- _Work task_: From the column on Kevin Geddings and the lottery commission, list each person whose name is given along with a job title or role, and state that role as the column gives it.

RALEIGH – One of the greatest assets you can have in public life is an inner voice telling your outer voice to clam up. Politicians and other public figures almost invariably get into the worst sort of trouble by continuing to talk well past the point of diminishing returns (as do plenty of people in their private lives, present company very much included).

Our confessional, Oprah-fied culture certainly doesn’t help matters. When in doubt, the therapeutic impulse suggests, talk it out. Only sometimes what you end up doing is interfering with the natural process of scabbing over a wound, in this case a political or interpersonal one.

On the other hand, when candor is required, some of these same talkative people fall suddenly silent — because they’ve done something they don’t want to admit, and arrogantly believe they can keep things a secret.

Today’s case in point is Kevin Geddings, a public-relations consultant and radio broadcaster from Charlotte. Formerly the chief of staff to South Carolina Gov. Jim Hodges, a Democrat whose election in 1998 was widely attributed to his support for a lottery, Geddings had helped led the fight for government-run gambling in the Palmetto State before heading northward.

Some weeks ago, Geddings received an appointment from NC House Speaker Jim Black to the new state lottery commission. In his initial statements, Geddings denied a business relationship with prospective lottery vendors, while admitting to a personal friendship with Alan Middleton, vice president of Scientific Games. Then later, he disclosed that he had had a previous business relationship with Middleton, but that it had predated Middleton’s employment at the New York-based lottery contractor.

At this point in the controversy, Geddings did not appear to have uttered bald untruths about his past ties but neither had he been as forthcoming as he should have been regarding a key player at Scientific Games and in the controversy surrounding Black and his key political aide, Meredith Norris. Were calls for his resignation from the lottery commission too strong a response to the misstep? Geddings certainly thought so, excoriating Republicans and anti-lottery editorialists in the major newspapers for suggesting that he resign. He insisted that he had done nothing wrong and that the rigid enforcement of a “no prior connections” rule for lottery commissioners could actually harm the interests of the state.

“I hope that the speaker will actually find somebody who can serve who doesn’t have any relationships with anybody who knows anything about running the lottery,” Geddings said Tuesday on the “Keith Larson Show” on Charlotte’s WBT-AM. “I actually think it helped that I knew something about a lottery, but, clearly in this day and age, that’s not an asset.”

His statement on the radio was framed in the past tense because Geddings was announcing his decision to resign from the lottery commission. Oddly, also on Tuesday the Raleigh News & Observer ran an indignant letter from Geddings in which he expressed no plans to resign. The paper had lifted its usual 30-day rule between submissions to allow Geddings essentially to extend remarks he had made, already at significant length, in a N&O letter on Oct. 19, in which he stated emphatically: “I won’t resign.”

Source records
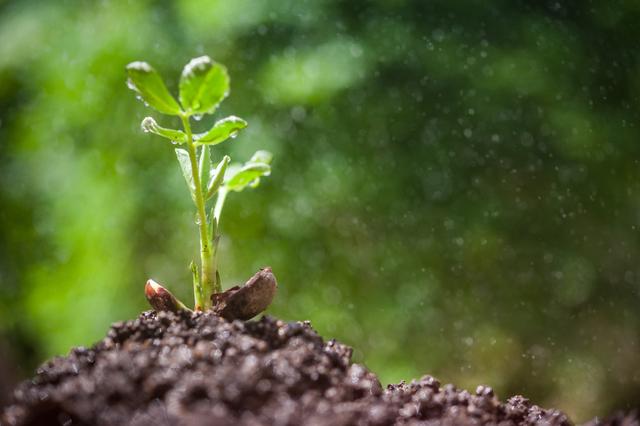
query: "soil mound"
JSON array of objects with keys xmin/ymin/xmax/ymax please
[{"xmin": 0, "ymin": 311, "xmax": 634, "ymax": 426}]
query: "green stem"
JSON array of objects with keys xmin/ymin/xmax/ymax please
[{"xmin": 180, "ymin": 114, "xmax": 221, "ymax": 310}]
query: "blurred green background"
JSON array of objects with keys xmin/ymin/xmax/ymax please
[{"xmin": 0, "ymin": 0, "xmax": 640, "ymax": 420}]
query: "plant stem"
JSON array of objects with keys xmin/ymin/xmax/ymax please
[{"xmin": 180, "ymin": 114, "xmax": 221, "ymax": 310}]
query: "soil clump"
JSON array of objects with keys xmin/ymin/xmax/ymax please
[{"xmin": 0, "ymin": 311, "xmax": 640, "ymax": 426}]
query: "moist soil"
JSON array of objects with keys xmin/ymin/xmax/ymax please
[{"xmin": 0, "ymin": 311, "xmax": 640, "ymax": 426}]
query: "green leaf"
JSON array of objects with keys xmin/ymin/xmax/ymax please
[
  {"xmin": 140, "ymin": 117, "xmax": 187, "ymax": 144},
  {"xmin": 193, "ymin": 115, "xmax": 247, "ymax": 145},
  {"xmin": 180, "ymin": 56, "xmax": 229, "ymax": 114},
  {"xmin": 176, "ymin": 148, "xmax": 196, "ymax": 202},
  {"xmin": 206, "ymin": 155, "xmax": 231, "ymax": 200},
  {"xmin": 127, "ymin": 61, "xmax": 181, "ymax": 115},
  {"xmin": 224, "ymin": 151, "xmax": 272, "ymax": 192},
  {"xmin": 198, "ymin": 145, "xmax": 211, "ymax": 195}
]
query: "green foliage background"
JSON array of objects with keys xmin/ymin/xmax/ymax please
[{"xmin": 0, "ymin": 0, "xmax": 640, "ymax": 420}]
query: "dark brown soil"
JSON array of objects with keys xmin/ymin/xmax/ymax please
[{"xmin": 0, "ymin": 311, "xmax": 638, "ymax": 426}]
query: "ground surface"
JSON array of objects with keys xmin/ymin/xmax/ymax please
[{"xmin": 0, "ymin": 312, "xmax": 639, "ymax": 426}]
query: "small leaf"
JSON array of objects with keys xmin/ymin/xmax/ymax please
[
  {"xmin": 193, "ymin": 115, "xmax": 247, "ymax": 145},
  {"xmin": 127, "ymin": 61, "xmax": 181, "ymax": 115},
  {"xmin": 180, "ymin": 56, "xmax": 229, "ymax": 114},
  {"xmin": 140, "ymin": 117, "xmax": 187, "ymax": 144},
  {"xmin": 206, "ymin": 155, "xmax": 231, "ymax": 200},
  {"xmin": 198, "ymin": 145, "xmax": 211, "ymax": 195},
  {"xmin": 176, "ymin": 148, "xmax": 196, "ymax": 202},
  {"xmin": 225, "ymin": 162, "xmax": 271, "ymax": 192},
  {"xmin": 193, "ymin": 115, "xmax": 247, "ymax": 145}
]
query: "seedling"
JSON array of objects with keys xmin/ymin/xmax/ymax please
[{"xmin": 127, "ymin": 56, "xmax": 276, "ymax": 319}]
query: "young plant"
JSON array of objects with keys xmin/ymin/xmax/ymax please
[{"xmin": 127, "ymin": 56, "xmax": 275, "ymax": 316}]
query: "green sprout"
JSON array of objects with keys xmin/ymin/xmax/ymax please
[{"xmin": 127, "ymin": 56, "xmax": 271, "ymax": 310}]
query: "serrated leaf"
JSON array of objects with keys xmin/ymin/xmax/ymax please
[
  {"xmin": 176, "ymin": 148, "xmax": 196, "ymax": 202},
  {"xmin": 225, "ymin": 162, "xmax": 271, "ymax": 192},
  {"xmin": 180, "ymin": 56, "xmax": 229, "ymax": 114},
  {"xmin": 140, "ymin": 117, "xmax": 187, "ymax": 144},
  {"xmin": 127, "ymin": 61, "xmax": 181, "ymax": 115},
  {"xmin": 193, "ymin": 115, "xmax": 247, "ymax": 145},
  {"xmin": 207, "ymin": 155, "xmax": 231, "ymax": 200}
]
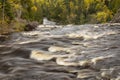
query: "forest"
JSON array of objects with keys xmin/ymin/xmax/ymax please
[{"xmin": 0, "ymin": 0, "xmax": 120, "ymax": 32}]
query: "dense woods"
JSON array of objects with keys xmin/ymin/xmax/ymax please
[{"xmin": 0, "ymin": 0, "xmax": 120, "ymax": 34}]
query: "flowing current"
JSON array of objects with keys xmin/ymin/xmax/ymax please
[{"xmin": 0, "ymin": 24, "xmax": 120, "ymax": 80}]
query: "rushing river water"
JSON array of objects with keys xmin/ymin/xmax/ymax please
[{"xmin": 0, "ymin": 24, "xmax": 120, "ymax": 80}]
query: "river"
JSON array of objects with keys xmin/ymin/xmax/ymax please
[{"xmin": 0, "ymin": 24, "xmax": 120, "ymax": 80}]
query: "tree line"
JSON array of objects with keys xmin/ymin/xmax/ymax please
[{"xmin": 0, "ymin": 0, "xmax": 120, "ymax": 24}]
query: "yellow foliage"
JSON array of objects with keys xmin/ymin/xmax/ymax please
[
  {"xmin": 31, "ymin": 6, "xmax": 37, "ymax": 12},
  {"xmin": 84, "ymin": 0, "xmax": 94, "ymax": 9}
]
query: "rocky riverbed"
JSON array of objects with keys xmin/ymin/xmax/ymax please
[{"xmin": 0, "ymin": 23, "xmax": 120, "ymax": 80}]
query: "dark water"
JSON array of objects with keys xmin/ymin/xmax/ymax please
[{"xmin": 0, "ymin": 24, "xmax": 120, "ymax": 80}]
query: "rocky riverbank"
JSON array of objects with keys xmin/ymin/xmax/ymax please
[{"xmin": 0, "ymin": 24, "xmax": 120, "ymax": 80}]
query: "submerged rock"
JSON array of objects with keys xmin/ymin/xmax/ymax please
[{"xmin": 0, "ymin": 24, "xmax": 120, "ymax": 80}]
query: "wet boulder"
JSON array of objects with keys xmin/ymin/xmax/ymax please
[{"xmin": 24, "ymin": 21, "xmax": 39, "ymax": 31}]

- _Solved exercise_:
- Kevin Geddings: a public-relations consultant and radio broadcaster from Charlotte, formerly chief of staff to South Carolina Gov. Jim Hodges
- Jim Hodges: South Carolina governor, a Democrat
- Jim Black: NC House Speaker
- Alan Middleton: vice president of Scientific Games
- Meredith Norris: Black's key political aide